• [What is needed]:
Set down verbatim the stretch of items from the line that contains "# Outline the region of every instance of the dry" through the line that contains "--target dry fallen leaves", both included.

• [The data]:
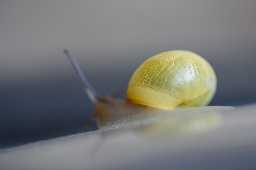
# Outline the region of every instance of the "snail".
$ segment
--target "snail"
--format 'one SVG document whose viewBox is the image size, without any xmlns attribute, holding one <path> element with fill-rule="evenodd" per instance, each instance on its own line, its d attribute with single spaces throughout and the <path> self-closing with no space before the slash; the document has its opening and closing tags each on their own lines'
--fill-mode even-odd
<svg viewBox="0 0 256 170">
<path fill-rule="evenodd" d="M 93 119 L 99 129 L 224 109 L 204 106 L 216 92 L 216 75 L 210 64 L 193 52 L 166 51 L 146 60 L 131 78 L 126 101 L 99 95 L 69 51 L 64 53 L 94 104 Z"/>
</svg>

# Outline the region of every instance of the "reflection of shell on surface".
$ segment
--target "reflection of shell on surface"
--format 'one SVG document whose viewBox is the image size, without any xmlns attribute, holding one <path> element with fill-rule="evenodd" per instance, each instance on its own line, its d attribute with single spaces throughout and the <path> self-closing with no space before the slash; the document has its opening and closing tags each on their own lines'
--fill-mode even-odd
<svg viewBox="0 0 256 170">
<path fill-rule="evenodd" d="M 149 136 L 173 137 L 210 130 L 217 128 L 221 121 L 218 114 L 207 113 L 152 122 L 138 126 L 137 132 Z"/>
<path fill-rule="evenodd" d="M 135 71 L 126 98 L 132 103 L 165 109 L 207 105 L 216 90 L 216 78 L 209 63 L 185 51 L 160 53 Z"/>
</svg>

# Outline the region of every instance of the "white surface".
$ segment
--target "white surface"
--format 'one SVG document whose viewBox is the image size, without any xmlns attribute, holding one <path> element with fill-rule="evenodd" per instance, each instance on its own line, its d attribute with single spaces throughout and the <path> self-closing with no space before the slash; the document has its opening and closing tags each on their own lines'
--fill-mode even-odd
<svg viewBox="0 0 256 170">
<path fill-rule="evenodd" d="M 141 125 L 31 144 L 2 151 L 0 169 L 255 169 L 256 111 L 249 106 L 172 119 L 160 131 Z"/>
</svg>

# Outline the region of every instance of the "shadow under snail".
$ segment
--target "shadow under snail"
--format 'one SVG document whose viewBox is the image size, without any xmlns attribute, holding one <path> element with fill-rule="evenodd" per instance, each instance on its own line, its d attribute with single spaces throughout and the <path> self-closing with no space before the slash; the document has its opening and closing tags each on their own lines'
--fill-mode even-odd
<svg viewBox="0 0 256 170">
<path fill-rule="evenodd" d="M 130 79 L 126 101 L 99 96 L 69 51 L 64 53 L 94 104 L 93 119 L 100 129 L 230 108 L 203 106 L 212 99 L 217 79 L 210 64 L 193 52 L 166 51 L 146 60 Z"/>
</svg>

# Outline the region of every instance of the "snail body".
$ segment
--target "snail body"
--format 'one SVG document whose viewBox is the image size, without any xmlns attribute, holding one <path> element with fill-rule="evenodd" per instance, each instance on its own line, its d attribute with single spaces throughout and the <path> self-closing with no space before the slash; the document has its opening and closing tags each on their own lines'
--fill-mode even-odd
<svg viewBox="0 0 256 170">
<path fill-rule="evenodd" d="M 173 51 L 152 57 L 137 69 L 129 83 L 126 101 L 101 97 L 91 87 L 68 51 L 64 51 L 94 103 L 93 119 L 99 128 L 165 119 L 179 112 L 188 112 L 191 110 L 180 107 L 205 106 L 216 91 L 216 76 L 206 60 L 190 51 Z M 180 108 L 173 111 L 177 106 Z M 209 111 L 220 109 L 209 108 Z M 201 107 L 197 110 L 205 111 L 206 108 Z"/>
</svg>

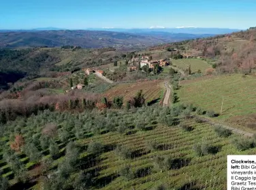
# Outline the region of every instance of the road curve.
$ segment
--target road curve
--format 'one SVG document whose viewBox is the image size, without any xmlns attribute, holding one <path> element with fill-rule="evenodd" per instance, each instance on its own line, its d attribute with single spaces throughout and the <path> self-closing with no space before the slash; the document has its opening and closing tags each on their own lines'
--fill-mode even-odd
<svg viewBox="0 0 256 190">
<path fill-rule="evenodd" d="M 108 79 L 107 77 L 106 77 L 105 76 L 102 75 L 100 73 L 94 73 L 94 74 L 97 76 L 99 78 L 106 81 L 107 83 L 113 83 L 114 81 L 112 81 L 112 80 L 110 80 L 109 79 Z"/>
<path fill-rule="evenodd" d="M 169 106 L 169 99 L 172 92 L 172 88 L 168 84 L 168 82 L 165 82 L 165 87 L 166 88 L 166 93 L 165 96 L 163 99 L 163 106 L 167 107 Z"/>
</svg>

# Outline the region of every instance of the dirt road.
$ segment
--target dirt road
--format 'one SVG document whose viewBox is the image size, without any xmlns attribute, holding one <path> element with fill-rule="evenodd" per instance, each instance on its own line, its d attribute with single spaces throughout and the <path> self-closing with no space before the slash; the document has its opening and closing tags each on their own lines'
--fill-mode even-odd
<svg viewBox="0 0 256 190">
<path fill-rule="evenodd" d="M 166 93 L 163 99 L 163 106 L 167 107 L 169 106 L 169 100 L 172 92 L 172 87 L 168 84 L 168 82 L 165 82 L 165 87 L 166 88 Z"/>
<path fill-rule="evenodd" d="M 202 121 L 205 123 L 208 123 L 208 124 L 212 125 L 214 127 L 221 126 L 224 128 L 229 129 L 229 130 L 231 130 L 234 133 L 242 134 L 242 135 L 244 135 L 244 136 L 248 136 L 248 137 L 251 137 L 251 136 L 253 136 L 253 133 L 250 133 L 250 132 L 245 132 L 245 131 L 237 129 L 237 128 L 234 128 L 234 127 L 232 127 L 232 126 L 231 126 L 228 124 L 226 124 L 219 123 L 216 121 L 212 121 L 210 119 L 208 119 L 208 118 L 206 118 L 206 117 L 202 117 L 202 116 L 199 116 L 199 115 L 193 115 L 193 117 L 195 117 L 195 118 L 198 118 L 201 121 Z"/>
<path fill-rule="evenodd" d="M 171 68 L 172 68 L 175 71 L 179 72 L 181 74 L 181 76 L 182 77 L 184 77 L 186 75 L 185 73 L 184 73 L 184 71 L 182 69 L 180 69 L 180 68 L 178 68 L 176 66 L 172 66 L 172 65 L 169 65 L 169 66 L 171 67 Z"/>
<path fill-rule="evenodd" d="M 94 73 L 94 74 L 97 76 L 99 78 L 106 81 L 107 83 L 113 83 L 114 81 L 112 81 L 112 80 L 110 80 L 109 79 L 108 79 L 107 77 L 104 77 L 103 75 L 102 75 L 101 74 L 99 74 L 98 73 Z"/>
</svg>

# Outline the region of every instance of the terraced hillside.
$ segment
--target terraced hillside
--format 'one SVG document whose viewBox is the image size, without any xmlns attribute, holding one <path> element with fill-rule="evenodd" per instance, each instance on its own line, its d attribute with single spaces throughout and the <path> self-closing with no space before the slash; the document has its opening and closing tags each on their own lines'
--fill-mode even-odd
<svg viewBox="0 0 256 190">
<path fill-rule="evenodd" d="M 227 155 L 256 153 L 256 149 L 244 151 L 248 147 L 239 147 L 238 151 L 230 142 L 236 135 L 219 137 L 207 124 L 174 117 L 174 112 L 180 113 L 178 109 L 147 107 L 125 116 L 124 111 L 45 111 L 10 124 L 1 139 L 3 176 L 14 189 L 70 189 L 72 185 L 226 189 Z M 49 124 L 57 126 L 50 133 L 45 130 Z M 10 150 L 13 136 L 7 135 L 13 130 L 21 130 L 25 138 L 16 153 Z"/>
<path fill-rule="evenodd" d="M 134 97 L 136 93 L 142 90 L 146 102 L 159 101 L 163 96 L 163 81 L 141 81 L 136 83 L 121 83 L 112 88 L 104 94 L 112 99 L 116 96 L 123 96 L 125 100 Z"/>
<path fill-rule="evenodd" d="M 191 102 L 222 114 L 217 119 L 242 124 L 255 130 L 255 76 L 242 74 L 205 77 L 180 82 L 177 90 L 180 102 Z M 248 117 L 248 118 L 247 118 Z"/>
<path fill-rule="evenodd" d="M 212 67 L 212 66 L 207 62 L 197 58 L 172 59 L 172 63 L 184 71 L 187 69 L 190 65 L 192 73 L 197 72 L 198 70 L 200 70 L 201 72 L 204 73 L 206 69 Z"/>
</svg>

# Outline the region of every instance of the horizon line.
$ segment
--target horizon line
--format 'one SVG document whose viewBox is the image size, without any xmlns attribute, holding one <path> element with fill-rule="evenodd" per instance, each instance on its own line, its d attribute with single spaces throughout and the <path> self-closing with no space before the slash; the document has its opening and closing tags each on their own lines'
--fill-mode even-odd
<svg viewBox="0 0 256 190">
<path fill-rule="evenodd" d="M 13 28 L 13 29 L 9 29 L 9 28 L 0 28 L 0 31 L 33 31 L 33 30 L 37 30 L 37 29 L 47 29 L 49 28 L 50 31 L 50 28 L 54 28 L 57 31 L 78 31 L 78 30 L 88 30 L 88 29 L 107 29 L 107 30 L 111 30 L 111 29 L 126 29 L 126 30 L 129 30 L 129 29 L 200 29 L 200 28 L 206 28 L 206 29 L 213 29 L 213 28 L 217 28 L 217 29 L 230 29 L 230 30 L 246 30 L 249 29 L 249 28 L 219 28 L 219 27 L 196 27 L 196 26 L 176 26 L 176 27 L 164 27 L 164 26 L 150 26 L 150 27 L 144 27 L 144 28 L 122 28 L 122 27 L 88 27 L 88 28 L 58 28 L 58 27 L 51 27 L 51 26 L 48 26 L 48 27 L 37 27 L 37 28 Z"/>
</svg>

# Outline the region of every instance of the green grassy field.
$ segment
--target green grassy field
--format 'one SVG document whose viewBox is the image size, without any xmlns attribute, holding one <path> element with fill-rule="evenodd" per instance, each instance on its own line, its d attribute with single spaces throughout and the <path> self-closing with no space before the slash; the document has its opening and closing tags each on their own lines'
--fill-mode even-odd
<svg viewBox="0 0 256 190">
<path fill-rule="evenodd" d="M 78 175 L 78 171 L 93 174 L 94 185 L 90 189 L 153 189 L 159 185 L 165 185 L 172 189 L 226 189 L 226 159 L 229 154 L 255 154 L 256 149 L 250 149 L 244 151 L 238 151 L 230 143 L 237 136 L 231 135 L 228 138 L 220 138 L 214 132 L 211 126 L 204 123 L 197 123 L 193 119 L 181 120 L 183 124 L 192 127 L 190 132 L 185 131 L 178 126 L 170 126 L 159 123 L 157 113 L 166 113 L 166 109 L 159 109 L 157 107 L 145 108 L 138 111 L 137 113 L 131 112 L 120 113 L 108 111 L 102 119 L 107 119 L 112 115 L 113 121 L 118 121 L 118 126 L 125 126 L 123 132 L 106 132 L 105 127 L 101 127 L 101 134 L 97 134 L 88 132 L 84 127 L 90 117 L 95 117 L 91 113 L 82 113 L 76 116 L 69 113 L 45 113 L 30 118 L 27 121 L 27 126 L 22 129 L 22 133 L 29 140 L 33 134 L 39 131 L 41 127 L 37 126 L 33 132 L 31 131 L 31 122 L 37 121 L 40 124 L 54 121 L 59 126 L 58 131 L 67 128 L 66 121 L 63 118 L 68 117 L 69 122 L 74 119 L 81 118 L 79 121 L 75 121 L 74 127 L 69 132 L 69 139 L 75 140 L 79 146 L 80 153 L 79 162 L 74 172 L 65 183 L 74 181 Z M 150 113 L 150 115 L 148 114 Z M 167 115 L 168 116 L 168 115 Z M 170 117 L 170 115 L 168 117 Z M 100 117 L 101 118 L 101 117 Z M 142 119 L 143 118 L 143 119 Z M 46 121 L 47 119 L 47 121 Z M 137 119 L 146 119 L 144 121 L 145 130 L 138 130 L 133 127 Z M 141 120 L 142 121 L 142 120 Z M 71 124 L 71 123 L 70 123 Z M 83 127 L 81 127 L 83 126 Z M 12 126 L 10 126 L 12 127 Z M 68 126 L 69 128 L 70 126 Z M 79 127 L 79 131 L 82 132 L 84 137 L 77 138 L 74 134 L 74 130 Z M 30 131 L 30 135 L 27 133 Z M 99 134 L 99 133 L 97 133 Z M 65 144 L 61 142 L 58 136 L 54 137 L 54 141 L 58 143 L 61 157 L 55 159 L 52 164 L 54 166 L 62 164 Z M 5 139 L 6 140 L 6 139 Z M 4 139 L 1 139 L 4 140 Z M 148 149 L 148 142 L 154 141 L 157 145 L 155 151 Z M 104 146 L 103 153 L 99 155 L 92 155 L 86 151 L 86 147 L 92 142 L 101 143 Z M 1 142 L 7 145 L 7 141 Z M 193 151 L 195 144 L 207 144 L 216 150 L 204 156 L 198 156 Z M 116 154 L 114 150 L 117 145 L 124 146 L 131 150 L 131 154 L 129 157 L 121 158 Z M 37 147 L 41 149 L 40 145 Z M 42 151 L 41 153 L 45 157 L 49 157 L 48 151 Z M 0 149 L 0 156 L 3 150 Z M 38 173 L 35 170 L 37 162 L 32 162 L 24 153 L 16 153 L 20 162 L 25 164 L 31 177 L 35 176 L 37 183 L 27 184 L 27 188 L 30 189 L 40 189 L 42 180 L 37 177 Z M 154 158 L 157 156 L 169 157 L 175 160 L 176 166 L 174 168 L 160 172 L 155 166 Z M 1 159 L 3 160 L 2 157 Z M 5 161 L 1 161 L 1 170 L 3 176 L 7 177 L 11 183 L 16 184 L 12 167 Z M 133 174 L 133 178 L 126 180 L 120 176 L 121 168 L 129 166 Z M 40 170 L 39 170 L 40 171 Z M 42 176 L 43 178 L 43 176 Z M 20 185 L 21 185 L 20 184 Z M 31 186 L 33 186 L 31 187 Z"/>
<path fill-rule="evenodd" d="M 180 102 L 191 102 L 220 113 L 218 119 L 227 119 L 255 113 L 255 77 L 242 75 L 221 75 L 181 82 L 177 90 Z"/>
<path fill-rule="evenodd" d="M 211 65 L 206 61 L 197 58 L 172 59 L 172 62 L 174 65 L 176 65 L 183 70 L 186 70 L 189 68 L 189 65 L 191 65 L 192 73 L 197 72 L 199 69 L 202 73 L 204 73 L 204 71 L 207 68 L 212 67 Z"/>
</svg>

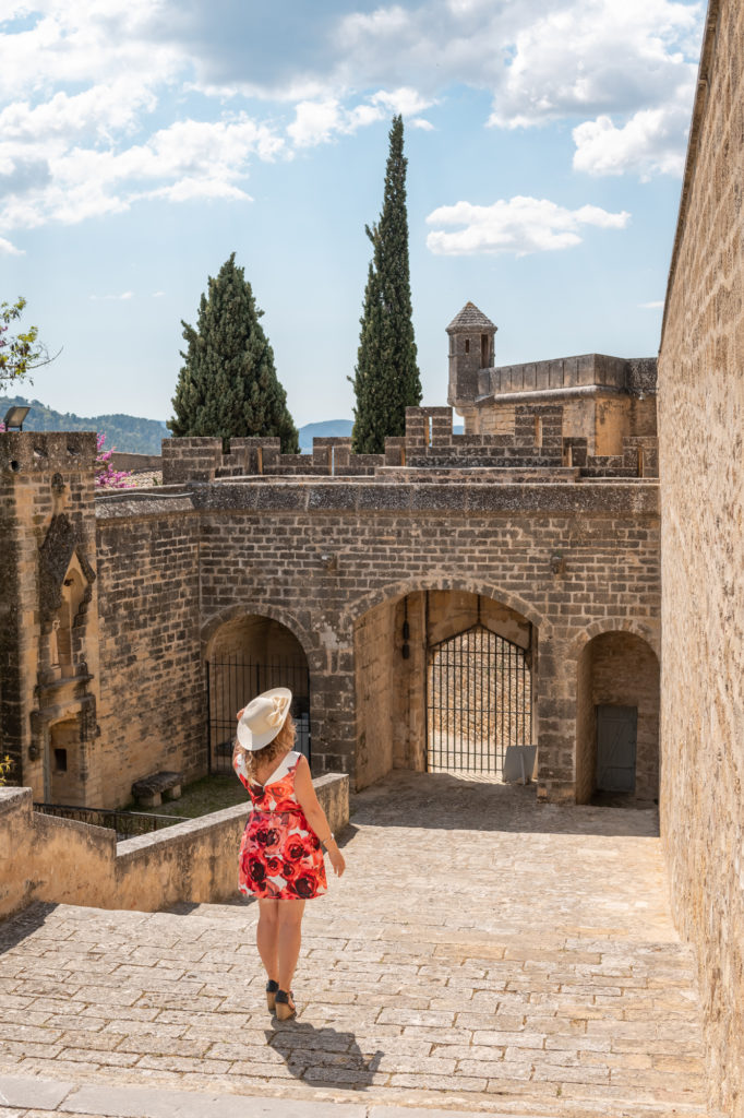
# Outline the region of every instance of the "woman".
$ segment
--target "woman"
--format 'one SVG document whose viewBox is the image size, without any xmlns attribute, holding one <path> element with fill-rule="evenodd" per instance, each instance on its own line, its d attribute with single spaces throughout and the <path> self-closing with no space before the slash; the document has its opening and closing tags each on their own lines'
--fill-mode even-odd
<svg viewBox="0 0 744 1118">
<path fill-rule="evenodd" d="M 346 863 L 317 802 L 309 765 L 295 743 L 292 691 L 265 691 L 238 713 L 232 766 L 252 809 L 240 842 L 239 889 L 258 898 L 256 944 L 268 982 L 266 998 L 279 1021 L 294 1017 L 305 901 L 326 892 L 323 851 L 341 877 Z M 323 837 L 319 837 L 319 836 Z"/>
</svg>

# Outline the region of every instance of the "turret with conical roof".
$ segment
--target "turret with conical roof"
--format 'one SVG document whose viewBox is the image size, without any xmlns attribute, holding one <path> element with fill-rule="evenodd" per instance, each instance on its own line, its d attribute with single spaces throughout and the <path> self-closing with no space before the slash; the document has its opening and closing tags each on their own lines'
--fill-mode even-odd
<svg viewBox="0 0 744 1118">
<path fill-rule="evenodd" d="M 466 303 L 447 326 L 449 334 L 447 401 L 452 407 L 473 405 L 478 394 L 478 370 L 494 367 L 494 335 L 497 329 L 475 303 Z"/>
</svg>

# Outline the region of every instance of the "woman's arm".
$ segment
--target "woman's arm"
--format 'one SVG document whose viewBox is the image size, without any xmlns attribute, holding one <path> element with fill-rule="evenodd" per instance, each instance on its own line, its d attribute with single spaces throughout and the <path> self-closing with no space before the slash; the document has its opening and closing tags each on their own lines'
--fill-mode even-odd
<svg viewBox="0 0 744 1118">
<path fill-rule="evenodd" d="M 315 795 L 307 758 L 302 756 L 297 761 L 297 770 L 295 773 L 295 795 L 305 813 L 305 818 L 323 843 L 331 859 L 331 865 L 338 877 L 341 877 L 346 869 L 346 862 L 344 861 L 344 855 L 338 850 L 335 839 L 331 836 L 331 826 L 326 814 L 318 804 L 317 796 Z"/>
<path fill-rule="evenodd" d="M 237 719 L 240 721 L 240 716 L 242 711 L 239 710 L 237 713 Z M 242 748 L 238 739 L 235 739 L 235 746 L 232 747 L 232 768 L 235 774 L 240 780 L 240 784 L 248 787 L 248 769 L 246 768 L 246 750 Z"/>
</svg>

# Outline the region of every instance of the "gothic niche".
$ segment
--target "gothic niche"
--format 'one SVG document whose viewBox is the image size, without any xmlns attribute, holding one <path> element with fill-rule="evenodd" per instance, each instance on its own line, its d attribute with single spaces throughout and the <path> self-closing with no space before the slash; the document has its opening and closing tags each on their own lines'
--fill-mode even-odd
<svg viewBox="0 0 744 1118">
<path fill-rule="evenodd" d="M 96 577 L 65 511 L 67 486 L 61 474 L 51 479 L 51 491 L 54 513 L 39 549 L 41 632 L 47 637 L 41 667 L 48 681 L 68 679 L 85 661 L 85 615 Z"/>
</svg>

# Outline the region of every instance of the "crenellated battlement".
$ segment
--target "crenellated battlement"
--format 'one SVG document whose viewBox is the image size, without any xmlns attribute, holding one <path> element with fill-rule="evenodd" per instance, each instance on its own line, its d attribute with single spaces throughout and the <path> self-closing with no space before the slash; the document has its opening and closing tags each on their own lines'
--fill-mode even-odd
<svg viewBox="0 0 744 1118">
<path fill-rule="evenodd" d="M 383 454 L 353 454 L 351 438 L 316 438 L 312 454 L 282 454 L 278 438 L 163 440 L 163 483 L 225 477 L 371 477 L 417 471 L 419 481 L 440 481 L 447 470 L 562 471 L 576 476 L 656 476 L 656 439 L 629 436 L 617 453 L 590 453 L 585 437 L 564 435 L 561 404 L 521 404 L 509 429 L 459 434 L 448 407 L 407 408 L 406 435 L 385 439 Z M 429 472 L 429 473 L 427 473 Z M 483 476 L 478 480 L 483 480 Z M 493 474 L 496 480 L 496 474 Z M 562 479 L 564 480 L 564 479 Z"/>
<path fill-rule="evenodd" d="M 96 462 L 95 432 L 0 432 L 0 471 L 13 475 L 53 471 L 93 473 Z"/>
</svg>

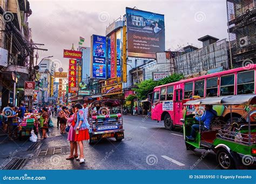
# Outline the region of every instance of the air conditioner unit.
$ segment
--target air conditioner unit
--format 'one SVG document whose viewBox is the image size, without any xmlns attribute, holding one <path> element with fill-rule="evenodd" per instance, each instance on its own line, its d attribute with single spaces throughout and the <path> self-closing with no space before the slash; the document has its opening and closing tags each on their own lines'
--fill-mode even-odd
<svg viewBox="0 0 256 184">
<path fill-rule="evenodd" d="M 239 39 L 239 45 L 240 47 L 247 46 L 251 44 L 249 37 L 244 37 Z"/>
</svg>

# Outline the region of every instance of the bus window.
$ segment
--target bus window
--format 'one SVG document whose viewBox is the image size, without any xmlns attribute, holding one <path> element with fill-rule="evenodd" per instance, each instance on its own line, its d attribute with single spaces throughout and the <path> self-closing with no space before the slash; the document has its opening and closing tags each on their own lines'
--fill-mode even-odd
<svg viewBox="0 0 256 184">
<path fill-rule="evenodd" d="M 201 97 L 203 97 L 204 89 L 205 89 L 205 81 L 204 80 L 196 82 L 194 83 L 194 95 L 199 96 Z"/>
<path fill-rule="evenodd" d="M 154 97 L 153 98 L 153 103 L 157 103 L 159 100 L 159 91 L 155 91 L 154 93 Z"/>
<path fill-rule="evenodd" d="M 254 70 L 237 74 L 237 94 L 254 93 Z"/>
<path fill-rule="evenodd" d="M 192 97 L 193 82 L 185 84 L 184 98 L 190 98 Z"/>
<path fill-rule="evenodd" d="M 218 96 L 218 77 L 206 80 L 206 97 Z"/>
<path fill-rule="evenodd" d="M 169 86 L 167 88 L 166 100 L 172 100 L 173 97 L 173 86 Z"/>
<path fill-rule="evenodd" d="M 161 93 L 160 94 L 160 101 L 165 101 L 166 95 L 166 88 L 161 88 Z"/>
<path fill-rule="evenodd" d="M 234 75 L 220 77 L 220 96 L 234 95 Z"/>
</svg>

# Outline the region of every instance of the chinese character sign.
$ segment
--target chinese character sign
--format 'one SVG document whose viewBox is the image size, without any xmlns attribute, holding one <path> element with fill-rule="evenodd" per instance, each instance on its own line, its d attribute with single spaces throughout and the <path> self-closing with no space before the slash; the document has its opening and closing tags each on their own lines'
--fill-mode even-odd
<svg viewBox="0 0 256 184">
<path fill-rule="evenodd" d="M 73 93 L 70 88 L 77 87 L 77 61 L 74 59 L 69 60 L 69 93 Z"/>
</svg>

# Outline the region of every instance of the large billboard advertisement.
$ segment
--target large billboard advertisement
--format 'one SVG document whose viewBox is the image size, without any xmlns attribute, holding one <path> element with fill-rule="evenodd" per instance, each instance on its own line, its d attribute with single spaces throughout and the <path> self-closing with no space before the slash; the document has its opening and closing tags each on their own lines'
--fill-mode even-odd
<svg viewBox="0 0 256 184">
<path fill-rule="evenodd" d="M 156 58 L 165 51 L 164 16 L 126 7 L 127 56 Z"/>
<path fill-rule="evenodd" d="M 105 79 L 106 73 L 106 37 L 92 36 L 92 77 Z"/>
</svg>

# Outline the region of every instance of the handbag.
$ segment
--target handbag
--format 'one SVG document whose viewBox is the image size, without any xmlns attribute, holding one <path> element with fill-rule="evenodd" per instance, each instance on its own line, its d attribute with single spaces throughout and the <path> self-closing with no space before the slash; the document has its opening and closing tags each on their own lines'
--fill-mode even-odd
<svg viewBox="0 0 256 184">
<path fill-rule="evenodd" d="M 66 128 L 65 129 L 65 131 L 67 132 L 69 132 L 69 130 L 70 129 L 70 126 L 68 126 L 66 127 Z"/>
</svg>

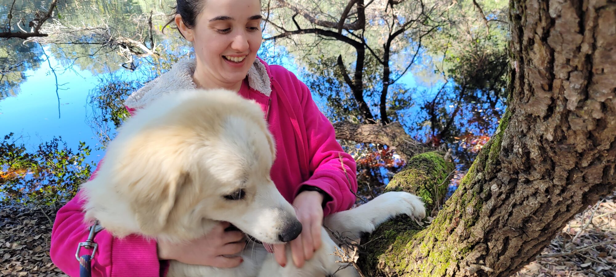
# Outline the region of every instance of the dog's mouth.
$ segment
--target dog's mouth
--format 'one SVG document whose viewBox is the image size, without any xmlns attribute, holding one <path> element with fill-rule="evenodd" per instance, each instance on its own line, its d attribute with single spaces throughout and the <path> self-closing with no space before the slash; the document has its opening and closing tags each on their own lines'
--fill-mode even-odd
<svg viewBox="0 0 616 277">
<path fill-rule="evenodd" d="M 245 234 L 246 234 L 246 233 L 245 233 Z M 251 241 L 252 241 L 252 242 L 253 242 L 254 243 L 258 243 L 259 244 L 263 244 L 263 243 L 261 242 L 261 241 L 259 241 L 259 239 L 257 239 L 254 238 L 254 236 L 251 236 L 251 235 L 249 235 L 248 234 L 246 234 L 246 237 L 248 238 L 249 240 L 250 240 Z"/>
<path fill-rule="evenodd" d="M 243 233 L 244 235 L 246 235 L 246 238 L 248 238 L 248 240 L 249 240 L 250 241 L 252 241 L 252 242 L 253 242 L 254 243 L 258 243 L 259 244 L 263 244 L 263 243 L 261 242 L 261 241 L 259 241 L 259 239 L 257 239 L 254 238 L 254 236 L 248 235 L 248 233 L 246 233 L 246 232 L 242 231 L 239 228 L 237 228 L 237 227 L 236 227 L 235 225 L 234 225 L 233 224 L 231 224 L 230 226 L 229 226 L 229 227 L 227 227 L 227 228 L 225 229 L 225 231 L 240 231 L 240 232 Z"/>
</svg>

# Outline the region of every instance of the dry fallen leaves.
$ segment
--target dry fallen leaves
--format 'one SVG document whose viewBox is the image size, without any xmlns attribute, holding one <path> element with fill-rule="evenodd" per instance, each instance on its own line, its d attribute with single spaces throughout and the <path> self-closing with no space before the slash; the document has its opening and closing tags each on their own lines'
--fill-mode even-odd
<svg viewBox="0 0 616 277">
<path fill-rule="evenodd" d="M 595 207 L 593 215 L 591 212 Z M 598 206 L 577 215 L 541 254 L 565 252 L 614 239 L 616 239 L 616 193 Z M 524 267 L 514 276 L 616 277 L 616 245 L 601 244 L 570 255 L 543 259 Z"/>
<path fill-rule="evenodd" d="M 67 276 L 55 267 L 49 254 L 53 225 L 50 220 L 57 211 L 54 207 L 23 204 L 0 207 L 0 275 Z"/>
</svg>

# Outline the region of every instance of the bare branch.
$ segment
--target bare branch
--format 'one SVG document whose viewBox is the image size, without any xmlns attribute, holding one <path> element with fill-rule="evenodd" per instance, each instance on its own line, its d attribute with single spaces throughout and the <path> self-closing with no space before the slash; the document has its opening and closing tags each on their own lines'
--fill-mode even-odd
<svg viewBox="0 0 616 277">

• [Exercise answer]:
# Outline the region of every instance of the dry fallen leaves.
$ segment
--target dry fallen leaves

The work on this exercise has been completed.